Aim of the task: Look through the data below for the string "note", and copy every line where it turns up.

Data for analysis:
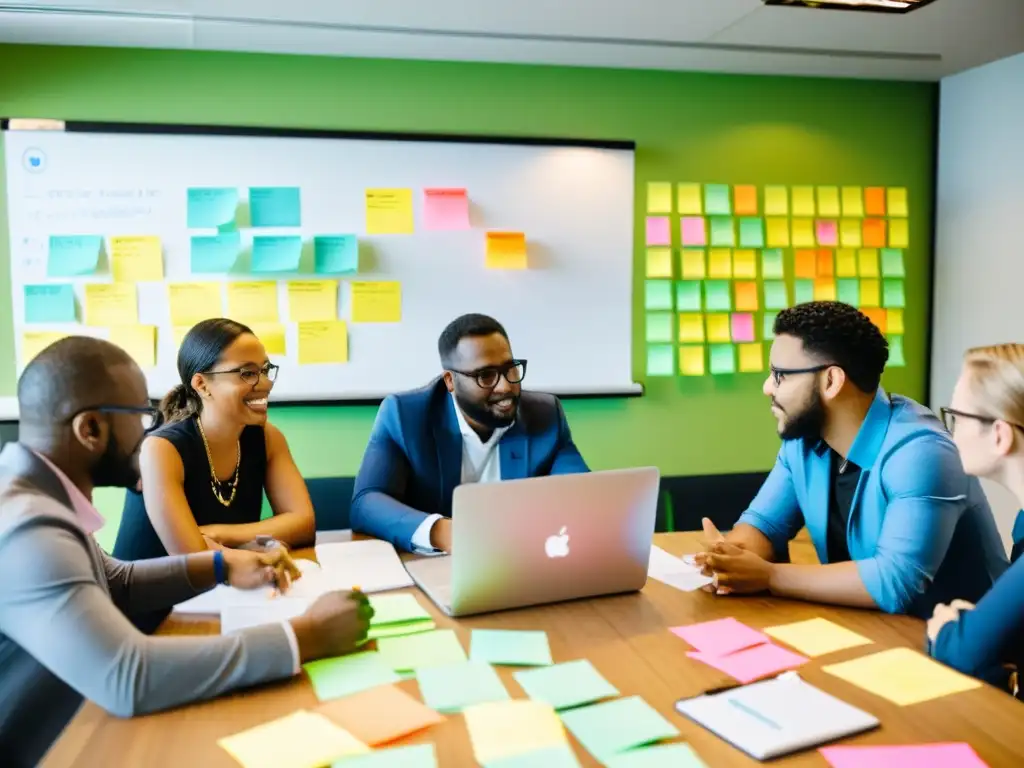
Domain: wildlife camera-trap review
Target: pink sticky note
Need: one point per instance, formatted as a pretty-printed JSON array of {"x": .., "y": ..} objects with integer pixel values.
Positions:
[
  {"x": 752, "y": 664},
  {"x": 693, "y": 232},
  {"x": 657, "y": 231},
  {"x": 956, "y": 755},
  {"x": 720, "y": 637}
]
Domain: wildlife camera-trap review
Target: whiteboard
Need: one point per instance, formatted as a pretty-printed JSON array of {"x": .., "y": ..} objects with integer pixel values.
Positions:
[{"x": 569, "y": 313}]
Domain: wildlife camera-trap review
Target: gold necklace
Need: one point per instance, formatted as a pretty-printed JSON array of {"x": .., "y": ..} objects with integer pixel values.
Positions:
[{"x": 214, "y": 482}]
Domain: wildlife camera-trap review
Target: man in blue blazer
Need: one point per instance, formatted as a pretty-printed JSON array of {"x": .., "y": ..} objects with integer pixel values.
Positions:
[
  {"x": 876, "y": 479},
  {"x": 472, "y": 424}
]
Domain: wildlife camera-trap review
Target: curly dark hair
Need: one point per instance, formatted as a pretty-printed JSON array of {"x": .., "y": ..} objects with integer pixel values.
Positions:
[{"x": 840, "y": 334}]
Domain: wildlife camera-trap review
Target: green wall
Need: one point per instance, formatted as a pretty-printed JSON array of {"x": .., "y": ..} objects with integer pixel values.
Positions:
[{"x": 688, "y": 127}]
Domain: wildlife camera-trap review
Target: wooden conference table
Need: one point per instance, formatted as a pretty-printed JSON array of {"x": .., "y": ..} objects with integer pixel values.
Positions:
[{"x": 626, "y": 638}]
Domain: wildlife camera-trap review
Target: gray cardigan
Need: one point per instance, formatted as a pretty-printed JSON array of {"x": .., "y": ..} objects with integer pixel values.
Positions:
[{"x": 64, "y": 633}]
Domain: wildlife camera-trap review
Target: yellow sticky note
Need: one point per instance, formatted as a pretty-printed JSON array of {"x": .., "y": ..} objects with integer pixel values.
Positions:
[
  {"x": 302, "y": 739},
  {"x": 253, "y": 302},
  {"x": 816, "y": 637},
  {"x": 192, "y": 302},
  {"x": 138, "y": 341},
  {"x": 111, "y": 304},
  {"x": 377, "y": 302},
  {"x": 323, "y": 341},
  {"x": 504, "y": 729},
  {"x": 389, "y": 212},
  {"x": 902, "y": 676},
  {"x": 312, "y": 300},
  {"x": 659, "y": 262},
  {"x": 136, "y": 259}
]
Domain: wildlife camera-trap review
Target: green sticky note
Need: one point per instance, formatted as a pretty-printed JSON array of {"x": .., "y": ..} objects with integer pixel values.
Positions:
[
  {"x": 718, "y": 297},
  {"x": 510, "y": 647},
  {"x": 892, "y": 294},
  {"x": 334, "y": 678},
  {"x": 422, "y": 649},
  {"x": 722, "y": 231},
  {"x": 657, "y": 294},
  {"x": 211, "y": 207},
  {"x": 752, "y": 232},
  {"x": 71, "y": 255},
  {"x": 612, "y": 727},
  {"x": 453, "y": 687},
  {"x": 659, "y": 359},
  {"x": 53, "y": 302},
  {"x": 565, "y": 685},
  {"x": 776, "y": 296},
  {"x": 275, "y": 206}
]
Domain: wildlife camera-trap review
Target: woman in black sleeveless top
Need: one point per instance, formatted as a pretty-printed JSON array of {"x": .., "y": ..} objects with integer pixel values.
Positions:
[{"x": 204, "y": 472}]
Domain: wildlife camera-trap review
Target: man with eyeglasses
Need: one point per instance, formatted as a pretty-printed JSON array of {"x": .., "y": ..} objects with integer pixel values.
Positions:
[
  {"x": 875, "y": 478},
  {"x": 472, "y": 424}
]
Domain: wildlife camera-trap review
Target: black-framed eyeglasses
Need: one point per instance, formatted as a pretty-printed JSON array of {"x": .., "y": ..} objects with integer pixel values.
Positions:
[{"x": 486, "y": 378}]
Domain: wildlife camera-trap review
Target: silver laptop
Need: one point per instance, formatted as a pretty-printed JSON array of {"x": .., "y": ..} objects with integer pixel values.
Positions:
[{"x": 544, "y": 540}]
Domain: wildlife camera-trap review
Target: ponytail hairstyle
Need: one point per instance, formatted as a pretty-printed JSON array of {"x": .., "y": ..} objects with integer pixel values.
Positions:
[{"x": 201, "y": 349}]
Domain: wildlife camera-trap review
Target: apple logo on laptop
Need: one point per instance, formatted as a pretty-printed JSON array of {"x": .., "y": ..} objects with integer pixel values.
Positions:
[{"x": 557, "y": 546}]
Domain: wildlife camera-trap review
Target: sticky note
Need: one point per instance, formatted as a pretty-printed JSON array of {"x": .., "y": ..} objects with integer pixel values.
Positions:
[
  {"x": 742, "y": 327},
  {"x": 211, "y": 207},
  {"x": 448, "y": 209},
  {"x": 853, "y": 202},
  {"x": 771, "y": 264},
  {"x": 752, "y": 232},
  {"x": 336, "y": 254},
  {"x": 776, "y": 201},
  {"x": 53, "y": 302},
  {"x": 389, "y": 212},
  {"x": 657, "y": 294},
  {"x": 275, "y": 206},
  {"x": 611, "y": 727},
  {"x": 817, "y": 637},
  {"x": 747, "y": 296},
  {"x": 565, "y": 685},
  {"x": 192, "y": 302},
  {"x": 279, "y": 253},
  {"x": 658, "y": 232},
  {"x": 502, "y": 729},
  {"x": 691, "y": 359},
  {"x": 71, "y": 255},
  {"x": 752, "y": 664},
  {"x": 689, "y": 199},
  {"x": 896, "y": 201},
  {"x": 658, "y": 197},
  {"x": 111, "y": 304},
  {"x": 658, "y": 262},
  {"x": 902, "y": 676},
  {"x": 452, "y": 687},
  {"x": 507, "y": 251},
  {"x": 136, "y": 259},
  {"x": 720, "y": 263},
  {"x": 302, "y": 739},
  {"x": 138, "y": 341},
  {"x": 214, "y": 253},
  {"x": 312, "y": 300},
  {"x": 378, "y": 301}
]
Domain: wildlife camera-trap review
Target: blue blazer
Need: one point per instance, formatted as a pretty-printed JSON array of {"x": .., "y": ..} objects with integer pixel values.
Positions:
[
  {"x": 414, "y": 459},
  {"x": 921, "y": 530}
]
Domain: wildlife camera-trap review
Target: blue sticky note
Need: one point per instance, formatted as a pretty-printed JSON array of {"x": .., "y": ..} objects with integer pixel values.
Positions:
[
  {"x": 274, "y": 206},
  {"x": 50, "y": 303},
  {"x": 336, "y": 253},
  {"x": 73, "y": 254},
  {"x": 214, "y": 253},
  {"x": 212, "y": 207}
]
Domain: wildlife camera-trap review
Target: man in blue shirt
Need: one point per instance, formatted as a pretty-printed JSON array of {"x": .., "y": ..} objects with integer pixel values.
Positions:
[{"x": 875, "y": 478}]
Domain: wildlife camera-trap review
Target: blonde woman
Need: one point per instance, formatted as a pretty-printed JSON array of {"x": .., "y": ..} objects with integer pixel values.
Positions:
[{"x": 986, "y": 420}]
* * *
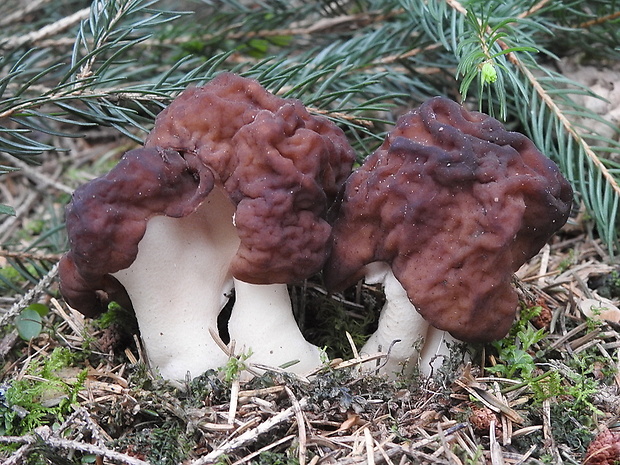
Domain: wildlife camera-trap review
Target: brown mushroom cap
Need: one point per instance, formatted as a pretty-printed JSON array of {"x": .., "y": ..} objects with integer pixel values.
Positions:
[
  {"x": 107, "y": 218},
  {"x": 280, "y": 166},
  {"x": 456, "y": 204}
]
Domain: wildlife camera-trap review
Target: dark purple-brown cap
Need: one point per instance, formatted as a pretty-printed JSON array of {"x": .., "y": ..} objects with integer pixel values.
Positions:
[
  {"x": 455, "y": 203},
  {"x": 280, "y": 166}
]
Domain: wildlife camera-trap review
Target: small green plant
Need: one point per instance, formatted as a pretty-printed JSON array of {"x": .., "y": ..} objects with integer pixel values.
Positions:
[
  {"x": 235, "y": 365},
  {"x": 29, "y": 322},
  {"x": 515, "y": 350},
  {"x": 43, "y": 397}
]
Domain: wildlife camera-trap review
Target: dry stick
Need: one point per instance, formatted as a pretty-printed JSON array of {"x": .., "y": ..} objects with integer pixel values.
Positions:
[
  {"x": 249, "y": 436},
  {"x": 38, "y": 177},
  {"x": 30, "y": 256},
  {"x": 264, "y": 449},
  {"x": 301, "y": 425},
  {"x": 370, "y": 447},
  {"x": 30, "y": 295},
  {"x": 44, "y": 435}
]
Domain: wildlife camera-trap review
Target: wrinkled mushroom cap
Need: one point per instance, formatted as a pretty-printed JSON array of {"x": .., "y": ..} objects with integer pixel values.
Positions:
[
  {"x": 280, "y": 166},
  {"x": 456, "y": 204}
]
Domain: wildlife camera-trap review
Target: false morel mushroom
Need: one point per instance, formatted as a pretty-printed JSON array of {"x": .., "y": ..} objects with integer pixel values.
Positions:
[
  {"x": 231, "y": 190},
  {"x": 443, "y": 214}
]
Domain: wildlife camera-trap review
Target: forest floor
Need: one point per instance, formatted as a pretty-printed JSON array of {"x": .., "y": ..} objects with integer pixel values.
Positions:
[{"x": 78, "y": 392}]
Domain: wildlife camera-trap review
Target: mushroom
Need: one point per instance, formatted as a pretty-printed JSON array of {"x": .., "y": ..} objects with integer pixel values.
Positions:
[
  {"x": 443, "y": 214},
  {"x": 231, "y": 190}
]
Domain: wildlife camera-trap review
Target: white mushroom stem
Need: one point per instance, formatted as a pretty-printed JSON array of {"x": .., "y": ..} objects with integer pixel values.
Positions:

Your response:
Target: pink sticky note
Target: yellow sticky note
Target: green sticky note
Target: sticky note
Target: blue sticky note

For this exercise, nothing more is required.